> **Votre consigne**
D'après le texte sur le conflit entre l'Inde et le Pakistan, quel traité le gouvernement Modi a-t-il suspendu ?

> **Texte choisi**
======
Comme toujours, ces appels sont empreints d'hypocrisie, car chaque État poursuit son propre intérêt et cherche à préserver sa liberté d'action.
Ainsi, aucune des puissances impérialistes n'a dénoncé l'attaque transfrontalière manifestement illégale du gouvernement Modi contre le Pakistan, ni sa suspension provocatrice du traité sur l'eau de l'Indus, ni ne l'a critiqué pour son opposition virulente à la proposition d'Islamabad d'ouvrir une enquête internationale sur l'attentat terroriste de Pahalgam.
En 2016 et 2019, d'abord sous Obama puis sous Trump, les États-Unis ont déclaré avec insistance qu'ils soutenaient les attaques transfrontalières de New Delhi contre le Pakistan, affirmant que leur allié avait le « droit » d'abroger le droit international au nom de la « légitime défense » et de la « lutte contre le terrorisme », comme ce qu'avaient fait les États-Unis et leur chien d'attaque israélien.
Jusqu'à présent, les responsables américains se sont contentés d'appeler tardivement à une « désescalade », la plus grande partie de la responsabilité incombant au Pakistan.
« C'est terrible », a déclaré mercredi le président américain Donald Trump. « Je veux les voir s'arrêter. Et j'espère qu'ils peuvent s'arrêter maintenant. »
======
> **Section des données**
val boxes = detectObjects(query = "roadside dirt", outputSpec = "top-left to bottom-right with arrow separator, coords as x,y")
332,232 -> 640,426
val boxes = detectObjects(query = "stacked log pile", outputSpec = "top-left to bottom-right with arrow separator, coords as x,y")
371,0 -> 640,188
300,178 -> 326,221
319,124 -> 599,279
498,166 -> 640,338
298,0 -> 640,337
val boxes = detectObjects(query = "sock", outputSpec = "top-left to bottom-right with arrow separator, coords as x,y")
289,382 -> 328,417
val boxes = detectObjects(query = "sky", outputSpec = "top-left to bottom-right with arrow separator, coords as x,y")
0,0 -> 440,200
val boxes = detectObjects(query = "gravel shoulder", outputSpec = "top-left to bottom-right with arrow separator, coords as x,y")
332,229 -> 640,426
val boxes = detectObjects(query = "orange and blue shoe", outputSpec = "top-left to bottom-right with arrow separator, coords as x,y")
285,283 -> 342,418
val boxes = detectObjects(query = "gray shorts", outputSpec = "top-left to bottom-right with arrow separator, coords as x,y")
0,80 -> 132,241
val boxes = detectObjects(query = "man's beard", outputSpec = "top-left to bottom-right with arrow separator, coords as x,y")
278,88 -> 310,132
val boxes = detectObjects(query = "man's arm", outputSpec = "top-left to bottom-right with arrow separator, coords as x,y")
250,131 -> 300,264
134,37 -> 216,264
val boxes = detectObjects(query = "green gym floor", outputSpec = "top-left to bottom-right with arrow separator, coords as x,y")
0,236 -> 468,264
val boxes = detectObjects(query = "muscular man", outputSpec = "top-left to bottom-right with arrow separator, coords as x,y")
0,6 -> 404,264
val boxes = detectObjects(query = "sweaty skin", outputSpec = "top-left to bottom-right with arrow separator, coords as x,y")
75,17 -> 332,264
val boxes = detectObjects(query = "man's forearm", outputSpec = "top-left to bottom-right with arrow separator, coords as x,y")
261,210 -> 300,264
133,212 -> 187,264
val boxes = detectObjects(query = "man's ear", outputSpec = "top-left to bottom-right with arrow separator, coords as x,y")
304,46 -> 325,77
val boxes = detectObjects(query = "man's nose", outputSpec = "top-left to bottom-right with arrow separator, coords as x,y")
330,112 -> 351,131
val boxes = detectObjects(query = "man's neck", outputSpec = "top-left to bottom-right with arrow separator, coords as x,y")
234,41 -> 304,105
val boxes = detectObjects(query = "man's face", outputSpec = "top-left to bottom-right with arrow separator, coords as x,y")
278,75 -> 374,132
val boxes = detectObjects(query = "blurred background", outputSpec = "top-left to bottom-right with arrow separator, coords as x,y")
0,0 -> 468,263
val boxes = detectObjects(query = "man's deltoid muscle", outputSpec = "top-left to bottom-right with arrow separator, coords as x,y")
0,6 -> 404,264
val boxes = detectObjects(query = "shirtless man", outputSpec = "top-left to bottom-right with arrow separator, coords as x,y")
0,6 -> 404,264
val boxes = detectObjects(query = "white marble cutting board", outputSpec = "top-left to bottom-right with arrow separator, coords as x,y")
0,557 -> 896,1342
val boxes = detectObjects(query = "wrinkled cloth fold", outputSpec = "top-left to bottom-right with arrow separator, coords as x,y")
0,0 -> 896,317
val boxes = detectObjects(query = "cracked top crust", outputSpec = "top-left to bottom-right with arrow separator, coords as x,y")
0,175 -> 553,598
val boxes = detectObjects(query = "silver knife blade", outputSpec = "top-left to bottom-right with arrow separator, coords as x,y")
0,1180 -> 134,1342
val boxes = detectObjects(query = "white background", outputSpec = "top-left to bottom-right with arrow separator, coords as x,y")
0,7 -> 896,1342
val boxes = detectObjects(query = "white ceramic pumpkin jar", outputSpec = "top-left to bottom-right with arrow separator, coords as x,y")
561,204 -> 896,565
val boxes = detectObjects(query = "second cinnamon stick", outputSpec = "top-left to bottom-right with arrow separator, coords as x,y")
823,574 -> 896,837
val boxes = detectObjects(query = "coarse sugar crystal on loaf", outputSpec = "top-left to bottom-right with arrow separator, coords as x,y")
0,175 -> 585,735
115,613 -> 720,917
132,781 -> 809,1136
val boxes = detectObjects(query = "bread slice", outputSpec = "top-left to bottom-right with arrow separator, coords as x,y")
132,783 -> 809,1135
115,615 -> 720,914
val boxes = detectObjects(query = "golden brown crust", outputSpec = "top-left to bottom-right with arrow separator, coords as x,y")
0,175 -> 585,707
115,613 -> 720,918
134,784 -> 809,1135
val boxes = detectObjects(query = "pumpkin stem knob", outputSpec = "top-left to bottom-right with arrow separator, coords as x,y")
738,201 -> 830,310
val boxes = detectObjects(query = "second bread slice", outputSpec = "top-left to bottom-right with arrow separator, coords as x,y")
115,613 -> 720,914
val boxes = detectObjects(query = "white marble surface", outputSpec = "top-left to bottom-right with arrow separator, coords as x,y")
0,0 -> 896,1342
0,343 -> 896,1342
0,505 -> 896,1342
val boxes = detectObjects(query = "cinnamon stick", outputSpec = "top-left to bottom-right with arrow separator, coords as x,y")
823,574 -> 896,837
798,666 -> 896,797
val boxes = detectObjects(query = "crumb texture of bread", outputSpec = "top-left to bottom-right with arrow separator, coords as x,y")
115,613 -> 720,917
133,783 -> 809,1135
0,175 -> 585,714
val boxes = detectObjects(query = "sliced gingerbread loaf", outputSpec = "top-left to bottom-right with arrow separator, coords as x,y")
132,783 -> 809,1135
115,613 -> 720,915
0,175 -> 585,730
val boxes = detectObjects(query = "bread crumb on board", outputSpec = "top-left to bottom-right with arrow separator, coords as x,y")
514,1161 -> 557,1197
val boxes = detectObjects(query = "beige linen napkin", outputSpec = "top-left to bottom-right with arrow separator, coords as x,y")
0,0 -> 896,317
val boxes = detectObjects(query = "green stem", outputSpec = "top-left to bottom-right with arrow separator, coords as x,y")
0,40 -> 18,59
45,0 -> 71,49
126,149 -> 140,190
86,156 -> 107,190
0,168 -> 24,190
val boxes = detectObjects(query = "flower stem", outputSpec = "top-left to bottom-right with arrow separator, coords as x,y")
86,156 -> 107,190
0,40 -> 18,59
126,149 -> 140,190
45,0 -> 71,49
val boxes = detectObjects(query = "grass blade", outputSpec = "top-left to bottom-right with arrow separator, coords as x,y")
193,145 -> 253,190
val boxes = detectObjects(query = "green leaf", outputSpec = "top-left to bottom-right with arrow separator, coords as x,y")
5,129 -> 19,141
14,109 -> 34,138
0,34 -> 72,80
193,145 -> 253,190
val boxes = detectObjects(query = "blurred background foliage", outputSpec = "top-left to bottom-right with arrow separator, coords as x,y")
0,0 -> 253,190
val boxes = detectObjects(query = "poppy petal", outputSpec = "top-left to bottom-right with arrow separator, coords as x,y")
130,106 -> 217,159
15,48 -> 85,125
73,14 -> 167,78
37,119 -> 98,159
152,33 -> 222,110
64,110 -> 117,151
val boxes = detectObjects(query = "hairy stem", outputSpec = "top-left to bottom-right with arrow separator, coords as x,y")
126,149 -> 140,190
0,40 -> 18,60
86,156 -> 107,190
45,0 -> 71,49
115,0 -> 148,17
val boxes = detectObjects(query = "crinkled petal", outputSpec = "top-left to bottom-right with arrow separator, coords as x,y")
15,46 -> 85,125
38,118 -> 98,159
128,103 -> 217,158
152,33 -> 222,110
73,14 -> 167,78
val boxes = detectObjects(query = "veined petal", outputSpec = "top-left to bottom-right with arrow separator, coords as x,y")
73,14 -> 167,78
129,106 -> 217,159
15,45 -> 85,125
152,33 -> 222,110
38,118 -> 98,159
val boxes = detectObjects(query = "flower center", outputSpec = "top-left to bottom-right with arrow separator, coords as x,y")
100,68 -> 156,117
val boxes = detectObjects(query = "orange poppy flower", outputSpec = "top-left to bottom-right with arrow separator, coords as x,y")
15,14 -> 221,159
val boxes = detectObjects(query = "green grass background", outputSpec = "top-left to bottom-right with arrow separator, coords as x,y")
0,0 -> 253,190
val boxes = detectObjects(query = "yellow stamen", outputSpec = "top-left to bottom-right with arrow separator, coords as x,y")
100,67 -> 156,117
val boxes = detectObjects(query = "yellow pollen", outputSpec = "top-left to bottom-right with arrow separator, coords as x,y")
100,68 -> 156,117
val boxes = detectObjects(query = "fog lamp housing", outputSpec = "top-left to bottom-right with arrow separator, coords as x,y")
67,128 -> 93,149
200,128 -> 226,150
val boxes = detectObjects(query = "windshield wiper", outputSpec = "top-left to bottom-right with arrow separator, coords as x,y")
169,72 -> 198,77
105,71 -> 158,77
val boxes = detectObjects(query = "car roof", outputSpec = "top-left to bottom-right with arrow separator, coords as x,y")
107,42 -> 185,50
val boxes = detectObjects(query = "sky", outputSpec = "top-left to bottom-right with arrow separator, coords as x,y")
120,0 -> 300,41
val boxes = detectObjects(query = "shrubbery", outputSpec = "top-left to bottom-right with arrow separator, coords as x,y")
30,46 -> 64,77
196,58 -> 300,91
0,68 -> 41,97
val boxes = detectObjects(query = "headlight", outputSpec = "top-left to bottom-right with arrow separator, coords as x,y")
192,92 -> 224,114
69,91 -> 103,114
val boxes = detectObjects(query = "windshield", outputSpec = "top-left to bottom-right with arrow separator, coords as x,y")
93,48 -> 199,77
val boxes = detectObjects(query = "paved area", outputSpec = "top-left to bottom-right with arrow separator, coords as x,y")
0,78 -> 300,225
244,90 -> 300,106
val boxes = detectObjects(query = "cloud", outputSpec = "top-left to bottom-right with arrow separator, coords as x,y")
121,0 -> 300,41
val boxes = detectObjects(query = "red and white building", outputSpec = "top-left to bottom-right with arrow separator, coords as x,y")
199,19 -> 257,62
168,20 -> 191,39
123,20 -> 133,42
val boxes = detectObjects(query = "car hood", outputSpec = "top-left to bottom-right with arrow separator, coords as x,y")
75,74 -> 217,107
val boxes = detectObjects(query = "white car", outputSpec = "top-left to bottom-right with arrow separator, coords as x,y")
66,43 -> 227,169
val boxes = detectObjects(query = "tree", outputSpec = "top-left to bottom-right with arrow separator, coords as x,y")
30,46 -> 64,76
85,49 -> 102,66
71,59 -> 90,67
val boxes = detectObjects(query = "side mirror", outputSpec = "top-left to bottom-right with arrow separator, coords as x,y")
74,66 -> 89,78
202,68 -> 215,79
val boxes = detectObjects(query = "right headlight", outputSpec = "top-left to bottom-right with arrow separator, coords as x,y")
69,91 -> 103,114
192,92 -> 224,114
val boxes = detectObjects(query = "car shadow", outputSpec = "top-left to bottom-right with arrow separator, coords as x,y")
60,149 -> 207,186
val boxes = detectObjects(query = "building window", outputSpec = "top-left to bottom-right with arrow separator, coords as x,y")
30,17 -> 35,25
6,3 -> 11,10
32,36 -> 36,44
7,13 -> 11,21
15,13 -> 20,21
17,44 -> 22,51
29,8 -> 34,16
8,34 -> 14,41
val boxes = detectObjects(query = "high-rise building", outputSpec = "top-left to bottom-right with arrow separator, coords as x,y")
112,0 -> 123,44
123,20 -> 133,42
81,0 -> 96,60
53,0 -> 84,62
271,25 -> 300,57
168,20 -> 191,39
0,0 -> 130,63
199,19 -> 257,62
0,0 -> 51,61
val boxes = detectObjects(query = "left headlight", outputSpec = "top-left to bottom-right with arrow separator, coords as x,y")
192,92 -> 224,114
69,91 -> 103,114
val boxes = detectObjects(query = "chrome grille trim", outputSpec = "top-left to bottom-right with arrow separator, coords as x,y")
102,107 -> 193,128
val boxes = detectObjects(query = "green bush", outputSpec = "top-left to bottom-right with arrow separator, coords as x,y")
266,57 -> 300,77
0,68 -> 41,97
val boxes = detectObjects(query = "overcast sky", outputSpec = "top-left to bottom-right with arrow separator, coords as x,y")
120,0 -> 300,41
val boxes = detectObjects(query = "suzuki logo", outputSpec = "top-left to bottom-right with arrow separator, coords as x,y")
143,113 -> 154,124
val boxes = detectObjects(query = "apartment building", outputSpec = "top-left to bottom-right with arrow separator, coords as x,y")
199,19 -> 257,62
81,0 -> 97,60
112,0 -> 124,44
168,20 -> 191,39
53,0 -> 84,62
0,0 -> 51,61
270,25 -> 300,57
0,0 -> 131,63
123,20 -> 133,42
======
> **Réponse attendue**
Le traité sur l'eau de l'Indus.